=== Texto de lectura ===
Desde su aurora griega, el pensamiento político de Occidente ha sabido descubrir en lo político la esencia de lo social humano (el hombre es un animal político), encontrando la esencia de lo político en la división social entre dominadores y dominados, entre aquellos que saben y, por lo tanto, mandan sobre aquellos que no saben y, por lo tanto, obedecen. Lo social es lo político, lo político es el ejercicio del poder (legítimo o no, poco importa aquí) por uno o algunos sobre el resto de la sociedad (para su bien o su mal, poco importa aquí).
Sin embargo, Pierre Clastres tiene sus propias ideas acerca del poder y la dominación en las sociedades primitivas, las "sociedades sin Estado".
Las sociedades sin Estado son aquellas cuyo cuerpo no posee un órgano de poder político separado.
Veamos un poco cómo se organizan los pueblos que viven en “sociedades sin Estado”, los cazadores-recolectores, los "primitivos”.
El líder primitivo es principalmente el hombre que habla en nombre de la sociedad cuando circunstancias y acontecimientos la ponen en relación con otras sociedades. También se le acredita un mínimo de confianza garantizada por las cualidades que despliega precisamente al servicio de esa sociedad. Es lo que denominamos prestigio, que en general es erróneamente confundido con el poder.
Si hay prestigio y no poder, no se entiende cómo puede haber dominación. Quizá incluso debemos entender que también hay política sin poder.
¿Qué es una sociedad primitiva? Es una sociedad indivisa, homogénea, que ignora la diferencia entre ricos y pobres y a fortiori está ausente de ella la oposición entre explotadores y explotados. Pero esto no es lo esencial. Ante todo está ausente la división política en dominadores y dominados, los «jefes» no existen para mandar, nadie está destinado a obedecer, el poder no está separado de la sociedad que, como totalidad única, es la exclusiva detentadora.
Entonces, en la sociedad primitiva no hay dominación. Entonces, ¿hay o no hay política?
¿La separación entre jefatura y poder significa acaso que no se plantea en ellas la cuestión del poder, que son sociedades apolíticas?
Los trazos que de ordinario califican el modelo de la autoridad política, de la jefatura entre los indios [son]: talento oratorio o dotes de cantante, generosidad, poliginia, valentía, etc. Un jefe —dirigente o guía— no dispone sobre su gente de absolutamente ningún poder, salvo aquel —esencialmente diferente— que pueda inspirar su prestigio y el respeto que sepa ganar entre ellos. Que éste no abuse del poder (es decir del uso del poder) es una cuestión que afecta su prestigio como jefe. De lo contrario se lo abandona en beneficio de otro que sea más consciente de sus deberes.
El poder sólo existe en su ejercicio, (…) Un poder que no se ejerce no es nada.
La sociedad no permite que el jefe transforme su prestigio en poder.

=== Material proporcionado ===
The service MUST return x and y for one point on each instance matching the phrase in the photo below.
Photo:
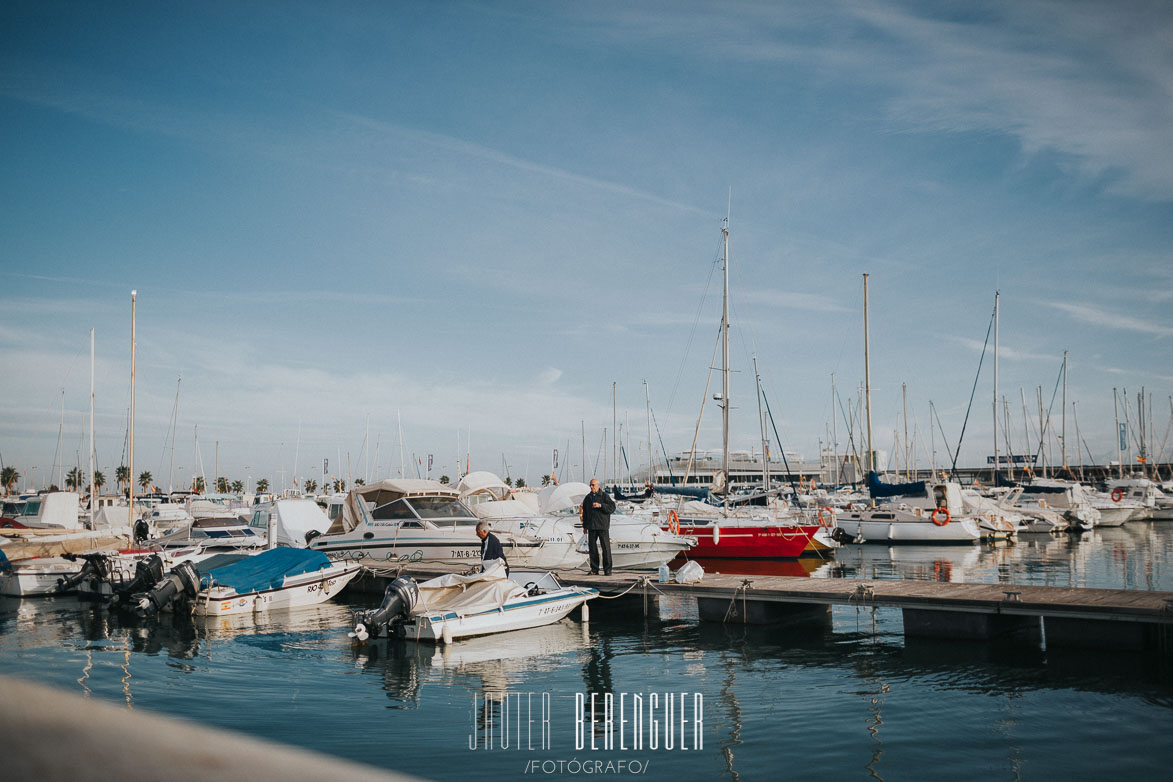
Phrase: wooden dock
(1090, 618)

=== Instrucción ===
Continúa el texto sobre el poder en las sociedades sin Estado justo después de su última oración, la que dice que la sociedad no deja que el jefe convierta su prestigio en poder.

=== Resultado ===
Es decir, que no tiene ningún poder, pero sí el que inspira su prestigio, del que no debe abusar. Luego hay un poder abusivo y otro tolerable (porque existe, pero no se ejerce...). Curiosamente, el prestigio del jefe no se define por sus conocimientos, sino por una serie de cualidades psicológicas, como el talento oratorio, la valentía, la generosidad y hasta la “poliginia” (que disponga de muchas mujeres).
El discurso del jefe puede referirse legítimamente al respecto de las normas enseñadas por los Ancestros, a la necesidad de no cambiar en nada el orden de la Ley, a la Ley que funda para siempre la sociedad como cuerpo indiviso, a la Ley que exorciza al espectro de la división, a la Ley que tiene por misión garantizar la libertad de los hombres contra la dominación.
Portavoz de la Ley ancestral, el jefe no puede decir nada más sin correr los graves riesgos que supondría convertirse en legislador de su propia sociedad, sustituir la Ley de la comunidad por la ley de su deseo. ¿A qué podría conducir, en una sociedad indivisa, el cambio y la innovación? A la división social, a la dominación de unos pocos sobre el resto de la sociedad
¿Por qué las sociedades primitivas son sociedades sin Estado? Como sociedades completas, acabadas, adultas y no ya como embriones infra-políticos, las sociedades primitivas carecen de Estado porque se niegan a ello, porque rechazan la división del cuerpo social en dominadores y dominados.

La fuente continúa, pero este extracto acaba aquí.